EXERCISE INSTRUCTIONS -> Repeat the data in full. No line may differ from the original.

─── PROVIDED RECORDS ───

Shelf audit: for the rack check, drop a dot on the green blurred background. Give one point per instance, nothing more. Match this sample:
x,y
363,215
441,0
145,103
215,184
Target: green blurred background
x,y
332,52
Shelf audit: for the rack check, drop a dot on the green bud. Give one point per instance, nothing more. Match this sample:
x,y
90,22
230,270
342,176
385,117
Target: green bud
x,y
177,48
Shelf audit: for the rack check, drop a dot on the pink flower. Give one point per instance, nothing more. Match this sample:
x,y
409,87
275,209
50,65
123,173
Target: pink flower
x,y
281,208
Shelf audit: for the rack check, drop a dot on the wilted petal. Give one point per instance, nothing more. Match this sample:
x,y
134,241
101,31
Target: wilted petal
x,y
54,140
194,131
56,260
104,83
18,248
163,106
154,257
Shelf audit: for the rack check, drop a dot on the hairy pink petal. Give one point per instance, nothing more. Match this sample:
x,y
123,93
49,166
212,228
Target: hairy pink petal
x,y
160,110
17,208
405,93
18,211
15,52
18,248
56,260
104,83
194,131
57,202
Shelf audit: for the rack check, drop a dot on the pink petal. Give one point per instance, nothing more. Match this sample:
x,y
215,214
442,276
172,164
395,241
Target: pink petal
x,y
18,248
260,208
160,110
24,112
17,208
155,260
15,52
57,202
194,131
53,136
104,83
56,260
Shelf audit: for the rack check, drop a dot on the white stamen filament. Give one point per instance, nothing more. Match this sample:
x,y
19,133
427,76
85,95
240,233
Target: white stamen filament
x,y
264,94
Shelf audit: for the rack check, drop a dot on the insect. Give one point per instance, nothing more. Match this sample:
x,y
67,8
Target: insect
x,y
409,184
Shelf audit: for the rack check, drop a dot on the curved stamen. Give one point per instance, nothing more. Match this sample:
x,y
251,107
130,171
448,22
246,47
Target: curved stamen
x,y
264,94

───

RESPONSE AREA ->
Shelf audit: for the rack check, drop a dot on the green blurred background. Give one point per instance, nothing more. Match this sample:
x,y
363,215
441,0
145,103
215,184
Target: green blurred background
x,y
332,52
Shelf audit: for the rack check, drop a dot on the green bud. Give one point per instance, nothing more. Match this sample:
x,y
90,22
230,270
342,176
385,117
Target: green bud
x,y
177,48
Shelf audit: for the rack check, drop a dot on the pink flower. Give one point per instance, nothing more. Match this sample:
x,y
409,87
275,209
50,65
123,173
Target: pink flower
x,y
281,208
Shelf audit: for the rack check, drop a dot on the wilted petal. Give one point per instance, nothing more. Match this sample:
x,y
134,241
101,31
Target: wilted petal
x,y
54,140
194,131
56,260
104,83
18,248
163,106
154,257
Shelf audit: for the rack check, drop a dot on the hairy pink petal. Give one point per instance, nothing more. Match this sample:
x,y
123,93
49,166
212,228
Target: hairy pink petal
x,y
160,110
17,208
405,93
18,211
15,52
18,248
56,260
104,83
194,131
57,202
Shelf audit: for the rack check, drop a dot on the pink petal. Give one point per instance, nothing more. Match this sample:
x,y
215,214
442,276
172,164
395,241
Target: pink petal
x,y
18,248
260,208
160,110
24,112
17,208
155,260
15,52
57,202
194,131
53,136
104,83
56,260
Shelf audit: for the rack check, drop a dot on the white stamen filament. Give one point per instance, nothing more. Match this sample:
x,y
19,133
427,76
85,95
240,233
Target: white stamen filament
x,y
264,94
Shelf audit: for the rack check, drop a dot on the insect. Give one point per instance, nothing more. Match this sample:
x,y
67,8
Target: insect
x,y
409,184
Shelf audit: for the rack check, drop a dot on the curved stamen. Give one point per instance, nothing more. Match this sample:
x,y
251,107
130,171
448,22
246,47
Target: curved stamen
x,y
264,94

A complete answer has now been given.